■祝 2020年東京オリンピック開催決定 (No.337)
2020年,東京オリンピックが開催されることに決定した。
感動を再び
早朝(9/8),2020年のオリンピックの開催地が2回目の投票で,東京に決定した。マスコミ報道は,夜通しで開催決定の瞬間を追い掛けていたようである。私は,朝5時過ぎに決まると聞いていたので,いつもより早く5時半に目を覚まし,テレビを付けたところ,最終投票で東京が60票を獲得し,イスタンブールを下したとの生々しい手書きでの放送だった。
アルゼンチン,ブエノスアイレスとは時差が12時間,日本とは夜と昼が逆転した地球の裏側で,IOC総会は開かれていた。安倍総理をはじめとして関係者がやきもきする中,一次投票でトップを獲得,2位が同票と云うハプニング付きで,前評判の高かったマドリードが脱落し,イスタンブールとの決選投票になったとのことだった。
招致委員のチームワーク,プレゼンテーションの素晴らしさなど,称賛する声は大きい。確かに,前評判通りに決まらないことがここ何回か繰り返されており,今回の東京もどうなるか微妙だったようである。特に,最終局面で福島の汚染水問題が大きく取り上げられ,マイナス要素になり,接戦が噂されていた。マドリード優勢との声もあり,また2024年パリが立候補することから,ヨーロッパが続くことは難しく,ヨーロッパの票が割れるとの観測もあったようである。招致委員はじめ,裏方の人々の地道な努力が結実した瞬間だった。
オリンピックはスポーツの祭典であるが,それ以上に経済効果など国全体へ与える影響も大きく,且つ若者に夢を与えるものとしては絶好の機会である。日本全体が,56年前の感動に再び包まれることと思っている。

**取り組む課題:**
- 1) オリンピック開催決定の文章について、次の問いに答えよ。
(a) 最終投票で東京が獲得した票数は何票か。
(b) IOC総会が開かれていた都市はどこか。
(c) 2024年の開催地に立候補するとされている都市はどこか。
- 2) オリンピック開催決定の文章から、「2020年,東京オリンピックが開催されることに決定した。」という語句を含むところで始め、「々しい手書きでの放送だった。」のあとで終わる部分を、そのまま繰り返してください。
このデータは今回の作業に関係しません。

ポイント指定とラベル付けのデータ
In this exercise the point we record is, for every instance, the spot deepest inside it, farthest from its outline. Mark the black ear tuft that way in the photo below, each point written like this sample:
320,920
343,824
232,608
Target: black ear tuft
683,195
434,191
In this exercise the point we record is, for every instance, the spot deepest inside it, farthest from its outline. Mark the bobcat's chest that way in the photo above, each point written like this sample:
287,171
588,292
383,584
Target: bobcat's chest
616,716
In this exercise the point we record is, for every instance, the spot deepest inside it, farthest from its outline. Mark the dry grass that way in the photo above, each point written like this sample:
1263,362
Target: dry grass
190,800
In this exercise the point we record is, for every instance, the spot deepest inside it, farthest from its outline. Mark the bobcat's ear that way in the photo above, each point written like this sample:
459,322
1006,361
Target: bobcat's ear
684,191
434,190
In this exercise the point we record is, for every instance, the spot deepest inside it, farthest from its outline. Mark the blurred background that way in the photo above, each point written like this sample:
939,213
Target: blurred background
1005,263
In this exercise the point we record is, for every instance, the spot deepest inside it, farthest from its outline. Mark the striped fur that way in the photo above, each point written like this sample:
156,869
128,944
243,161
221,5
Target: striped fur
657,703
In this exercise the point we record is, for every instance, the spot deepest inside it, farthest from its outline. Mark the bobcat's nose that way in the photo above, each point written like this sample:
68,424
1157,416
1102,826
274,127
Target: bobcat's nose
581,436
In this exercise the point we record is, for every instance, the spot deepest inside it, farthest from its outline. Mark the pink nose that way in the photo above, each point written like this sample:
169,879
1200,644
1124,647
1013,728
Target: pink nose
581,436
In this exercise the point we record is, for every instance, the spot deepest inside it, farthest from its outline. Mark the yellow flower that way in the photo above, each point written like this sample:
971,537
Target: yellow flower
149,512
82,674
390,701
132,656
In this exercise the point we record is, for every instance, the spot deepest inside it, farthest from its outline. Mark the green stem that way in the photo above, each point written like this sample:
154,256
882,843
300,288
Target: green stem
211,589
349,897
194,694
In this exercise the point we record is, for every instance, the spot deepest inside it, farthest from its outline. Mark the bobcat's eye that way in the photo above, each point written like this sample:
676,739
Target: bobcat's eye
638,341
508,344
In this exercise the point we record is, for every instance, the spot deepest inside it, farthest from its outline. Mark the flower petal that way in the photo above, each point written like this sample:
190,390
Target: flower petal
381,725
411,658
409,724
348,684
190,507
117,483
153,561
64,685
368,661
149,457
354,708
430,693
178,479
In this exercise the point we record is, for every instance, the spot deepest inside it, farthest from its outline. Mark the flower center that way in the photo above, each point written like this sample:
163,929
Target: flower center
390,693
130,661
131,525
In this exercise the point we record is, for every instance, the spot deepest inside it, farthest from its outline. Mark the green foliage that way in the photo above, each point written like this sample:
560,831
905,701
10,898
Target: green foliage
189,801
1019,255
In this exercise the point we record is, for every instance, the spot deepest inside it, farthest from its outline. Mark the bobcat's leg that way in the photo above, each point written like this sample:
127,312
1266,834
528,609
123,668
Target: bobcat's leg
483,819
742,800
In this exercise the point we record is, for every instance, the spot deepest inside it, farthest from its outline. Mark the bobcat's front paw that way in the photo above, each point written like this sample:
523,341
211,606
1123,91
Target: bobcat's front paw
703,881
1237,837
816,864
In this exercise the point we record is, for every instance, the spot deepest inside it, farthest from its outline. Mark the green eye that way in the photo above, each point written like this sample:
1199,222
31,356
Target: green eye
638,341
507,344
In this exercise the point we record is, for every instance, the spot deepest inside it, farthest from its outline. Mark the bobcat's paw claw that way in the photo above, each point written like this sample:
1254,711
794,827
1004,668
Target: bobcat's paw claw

**各課題の結果:**
- 1)
(a) 60票
(b) ブエノスアイレス
(c) パリ

- 2)
2020年,東京オリンピックが開催されることに決定した。
感動を再び
早朝(9/8),2020年のオリンピックの開催地が2回目の投票で,東京に決定した。マスコミ報道は,夜通しで開催決定の瞬間を追い掛けていたようである。私は,朝5時過ぎに決まると聞いていたので,いつもより早く5時半に目を覚まし,テレビを付けたところ,最終投票で東京が60票を獲得し,イスタンブールを下したとの生々しい手書きでの放送だった。